#### Shape boundary rows:
»»

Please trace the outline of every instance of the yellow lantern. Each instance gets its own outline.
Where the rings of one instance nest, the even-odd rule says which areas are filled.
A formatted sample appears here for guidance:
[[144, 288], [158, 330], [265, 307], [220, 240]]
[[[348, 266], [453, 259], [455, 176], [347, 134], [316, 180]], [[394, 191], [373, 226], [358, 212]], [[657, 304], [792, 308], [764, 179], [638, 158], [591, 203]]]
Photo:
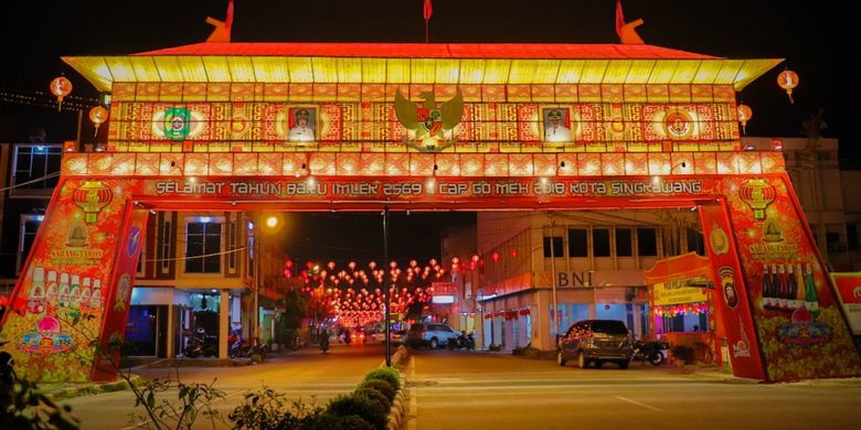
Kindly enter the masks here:
[[793, 88], [798, 86], [798, 74], [793, 71], [783, 71], [777, 75], [777, 85], [780, 88], [786, 89], [786, 95], [789, 96], [789, 103], [795, 104], [793, 100]]
[[747, 130], [745, 130], [745, 126], [747, 126], [747, 121], [753, 117], [753, 110], [751, 110], [751, 107], [747, 105], [738, 105], [735, 108], [735, 112], [738, 115], [738, 121], [742, 123], [742, 132], [746, 133]]
[[102, 106], [96, 106], [93, 109], [89, 109], [89, 120], [93, 121], [94, 126], [96, 126], [96, 131], [93, 133], [93, 136], [98, 136], [98, 126], [107, 121], [107, 109]]
[[63, 97], [72, 93], [72, 82], [66, 79], [65, 76], [60, 76], [51, 80], [49, 87], [51, 88], [51, 94], [56, 96], [56, 110], [60, 111], [63, 107]]

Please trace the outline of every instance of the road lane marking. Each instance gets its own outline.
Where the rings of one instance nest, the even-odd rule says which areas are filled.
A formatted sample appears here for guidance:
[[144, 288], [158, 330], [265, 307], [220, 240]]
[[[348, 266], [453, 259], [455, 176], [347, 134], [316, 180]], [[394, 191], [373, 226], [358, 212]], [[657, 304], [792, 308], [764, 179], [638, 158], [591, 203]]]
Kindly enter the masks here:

««

#### Aim:
Copy out the stretch of the rows above from the line containing "Please trace the outline of every instance of the road" through the end of the rows, with both ends included.

#### Task answer:
Please trace the outline of every instance of the road lane marking. Each instance gets its own outline.
Where the rings of one instance nest, the even-odd rule says which areas are filled.
A formatted sample appears here for guidance:
[[144, 288], [158, 330], [265, 307], [220, 240]]
[[[348, 266], [453, 259], [455, 176], [347, 134], [316, 180]], [[394, 191], [373, 226], [358, 212]], [[657, 304], [792, 308], [764, 179], [638, 158], [591, 203]]]
Kindly enter the masks here:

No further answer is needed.